RAW RECORDS:
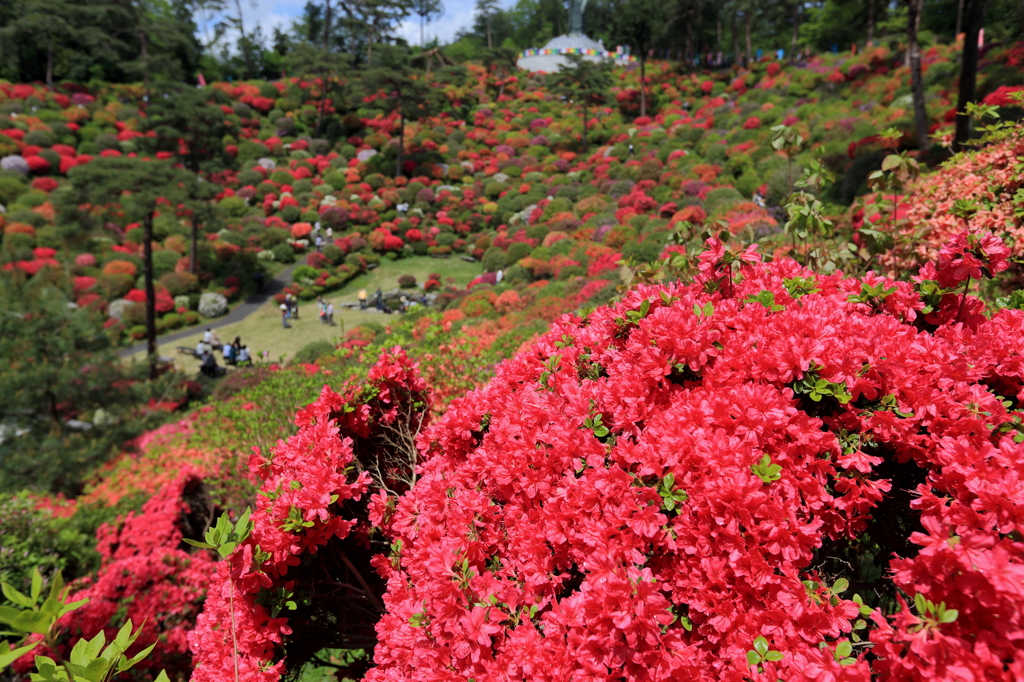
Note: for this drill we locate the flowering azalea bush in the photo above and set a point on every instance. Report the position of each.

==

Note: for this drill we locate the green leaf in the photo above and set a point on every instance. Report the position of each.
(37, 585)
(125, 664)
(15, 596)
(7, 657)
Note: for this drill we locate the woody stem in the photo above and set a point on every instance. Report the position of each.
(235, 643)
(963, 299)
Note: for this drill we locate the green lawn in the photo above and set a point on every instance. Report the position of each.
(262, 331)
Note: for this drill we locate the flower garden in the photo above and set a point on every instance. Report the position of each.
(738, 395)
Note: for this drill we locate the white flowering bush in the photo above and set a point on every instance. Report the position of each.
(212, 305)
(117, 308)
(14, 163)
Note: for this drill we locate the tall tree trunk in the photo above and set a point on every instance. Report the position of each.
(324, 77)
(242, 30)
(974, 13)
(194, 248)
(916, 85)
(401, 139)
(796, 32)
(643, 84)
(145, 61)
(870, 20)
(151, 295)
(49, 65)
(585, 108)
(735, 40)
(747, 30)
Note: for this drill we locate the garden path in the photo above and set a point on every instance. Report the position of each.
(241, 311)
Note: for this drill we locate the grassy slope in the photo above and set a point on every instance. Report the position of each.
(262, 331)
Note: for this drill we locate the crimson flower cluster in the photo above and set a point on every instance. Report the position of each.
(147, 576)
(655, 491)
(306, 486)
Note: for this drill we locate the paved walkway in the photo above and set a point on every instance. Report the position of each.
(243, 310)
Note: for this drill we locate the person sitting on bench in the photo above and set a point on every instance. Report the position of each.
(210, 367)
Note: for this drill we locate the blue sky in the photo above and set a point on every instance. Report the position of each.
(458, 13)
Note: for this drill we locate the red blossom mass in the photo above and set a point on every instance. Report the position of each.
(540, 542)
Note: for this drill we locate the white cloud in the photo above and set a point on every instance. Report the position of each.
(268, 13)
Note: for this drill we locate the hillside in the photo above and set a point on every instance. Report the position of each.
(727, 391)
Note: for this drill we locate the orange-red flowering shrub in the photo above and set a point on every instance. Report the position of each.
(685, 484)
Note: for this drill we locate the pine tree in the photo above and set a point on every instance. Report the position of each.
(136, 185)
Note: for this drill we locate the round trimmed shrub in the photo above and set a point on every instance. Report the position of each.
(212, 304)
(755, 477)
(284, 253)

EXERCISE GOAL: Collect every line in the records above that contains the string "flowering", and reproduce each of those lines in full.

SOLUTION:
Note: for this drill we locate the flowering azalea bush in the photo above and set a point on every instance. Report the position of each.
Note: for this drill we locate the white flowering bush in the photo above and set a point on every instance. Report the position of each.
Note: for this drill we locate the orange-red flowering shrub in the photo above and set a point on every instance. Report the position of each.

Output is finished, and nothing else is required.